▸ **Challenge**
Return each line of the material verbatim.

▸ **Provided data**

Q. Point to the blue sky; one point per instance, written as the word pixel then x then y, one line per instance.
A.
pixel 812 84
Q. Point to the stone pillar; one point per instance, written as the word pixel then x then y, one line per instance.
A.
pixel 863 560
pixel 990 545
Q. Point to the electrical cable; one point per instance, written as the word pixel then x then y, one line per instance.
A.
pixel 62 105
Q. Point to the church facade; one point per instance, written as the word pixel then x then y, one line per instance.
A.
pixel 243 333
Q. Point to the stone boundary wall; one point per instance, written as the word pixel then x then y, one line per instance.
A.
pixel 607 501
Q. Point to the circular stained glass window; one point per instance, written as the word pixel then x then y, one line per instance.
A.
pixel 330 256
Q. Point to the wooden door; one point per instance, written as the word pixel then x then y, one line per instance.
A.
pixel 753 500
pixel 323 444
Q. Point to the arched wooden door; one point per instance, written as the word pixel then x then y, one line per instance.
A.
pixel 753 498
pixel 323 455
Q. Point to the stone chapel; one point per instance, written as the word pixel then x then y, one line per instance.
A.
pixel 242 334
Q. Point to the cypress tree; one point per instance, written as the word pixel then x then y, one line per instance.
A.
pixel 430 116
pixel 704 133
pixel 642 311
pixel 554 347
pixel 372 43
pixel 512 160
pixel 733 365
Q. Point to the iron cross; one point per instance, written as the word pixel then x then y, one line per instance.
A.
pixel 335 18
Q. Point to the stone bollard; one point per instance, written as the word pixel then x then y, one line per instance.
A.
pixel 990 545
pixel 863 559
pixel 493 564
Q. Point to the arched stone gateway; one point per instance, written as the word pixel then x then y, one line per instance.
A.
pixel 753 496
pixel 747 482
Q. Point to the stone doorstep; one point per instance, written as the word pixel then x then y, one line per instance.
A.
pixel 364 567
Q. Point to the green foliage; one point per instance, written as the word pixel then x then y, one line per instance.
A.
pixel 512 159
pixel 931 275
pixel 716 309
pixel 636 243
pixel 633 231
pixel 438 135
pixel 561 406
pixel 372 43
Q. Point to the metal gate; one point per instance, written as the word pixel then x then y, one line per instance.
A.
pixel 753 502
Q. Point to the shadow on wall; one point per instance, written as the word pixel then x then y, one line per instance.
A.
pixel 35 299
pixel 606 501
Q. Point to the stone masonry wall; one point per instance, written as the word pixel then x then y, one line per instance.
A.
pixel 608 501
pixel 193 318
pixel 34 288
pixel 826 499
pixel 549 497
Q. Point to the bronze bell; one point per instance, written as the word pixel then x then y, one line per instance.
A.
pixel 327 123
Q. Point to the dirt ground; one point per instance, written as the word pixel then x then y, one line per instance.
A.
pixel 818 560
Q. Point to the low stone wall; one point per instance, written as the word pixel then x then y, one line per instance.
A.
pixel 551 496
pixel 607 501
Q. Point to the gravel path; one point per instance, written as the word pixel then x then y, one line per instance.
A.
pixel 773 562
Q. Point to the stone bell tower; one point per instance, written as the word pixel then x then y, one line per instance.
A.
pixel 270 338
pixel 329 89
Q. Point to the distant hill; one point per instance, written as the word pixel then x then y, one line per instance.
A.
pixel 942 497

▸ **Response for this exercise**
Q. Point to the blue sky; one point per instance, written as the word pixel then x then y, one line per instance.
A.
pixel 812 84
Q. Point to the stone pillar; one point per instance, written as the word pixel then x then y, one line per instance.
A.
pixel 863 560
pixel 990 545
Q. Point to the electrical cable; one point per instance, written as the word pixel then x then y, one line per instance.
A.
pixel 62 105
Q. Point to the church facade; one point per instance, written as the word pixel then x then y, one line per instance.
A.
pixel 243 333
Q. Point to the stone boundary wall; one point per instance, written as the word pixel then x then y, one line per instance.
A.
pixel 607 501
Q. Point to the circular stained glass window; one point per instance, written as the word pixel then x then y, one line per instance.
A.
pixel 330 256
Q. Point to the wooden door; one point per instance, written as the word pixel then x then y, one line per instance.
A.
pixel 753 500
pixel 323 444
Q. Point to the arched wooden door; one point per instance, written as the word pixel then x then y, one line per instance.
A.
pixel 753 498
pixel 323 455
Q. Point to the stone chapel; one point per instance, written as the word pixel then x then y, one line per instance.
A.
pixel 242 334
Q. Point to the cypress tree; one point per instance, written as the word pixel then x then y, one line per instance.
A.
pixel 430 116
pixel 704 133
pixel 642 311
pixel 554 347
pixel 372 43
pixel 512 160
pixel 733 365
Q. Point to the iron cross; one point per instance, written as the word pixel then x then y, one line per instance.
A.
pixel 335 18
Q. Point to the stone bollard; one point per instance, written as the word pixel then x then y, one line per instance.
A.
pixel 990 545
pixel 863 559
pixel 493 564
Q. Point to the arched stone gateway; one point per instance, written as the word pixel then x then y, one line per instance.
A.
pixel 753 496
pixel 747 482
Q. Point to the stone doorstep; one point per instance, written as the word pixel then x then y, one line per instance.
A.
pixel 364 567
Q. Point to the green foliage; one point per instance, written as the word pixel then x then y, one line per instance.
A.
pixel 512 159
pixel 931 275
pixel 716 309
pixel 636 243
pixel 633 231
pixel 438 135
pixel 561 406
pixel 372 43
Q. Point to the metal gate; one point per instance, written as the word pixel then x then y, one line per instance.
A.
pixel 753 502
Q. Point to the shadow on wall; one point per instance, written as the word pixel then x then y, one line per instance.
A.
pixel 35 299
pixel 606 501
Q. Point to the stone masonry wall; one point per instance, written as the word pixel then x then y, one line per instance.
A.
pixel 608 501
pixel 193 318
pixel 34 288
pixel 826 499
pixel 549 497
Q. Point to the bronze bell; one point per instance, written as the word pixel then x then y, one line per instance.
A.
pixel 327 123
Q. Point to the dirt ground; one point per instance, written as the word pixel then x then y, one line per instance.
A.
pixel 818 560
Q. Point to the low stone wall; one point per instance, written as the word pixel then x then y, one line per instance.
A.
pixel 551 496
pixel 607 501
Q. Point to the gravel path; one point per instance, written as the word pixel then x then y, one line per instance.
A.
pixel 773 562
Q. Point to the stone bell tower; one point per instance, written as the word pixel then x then y, one line per instance.
A.
pixel 270 338
pixel 329 89
Q. Point to the distant hill; one point per instance, written as the word pixel then x then y, one line per instance.
A.
pixel 942 497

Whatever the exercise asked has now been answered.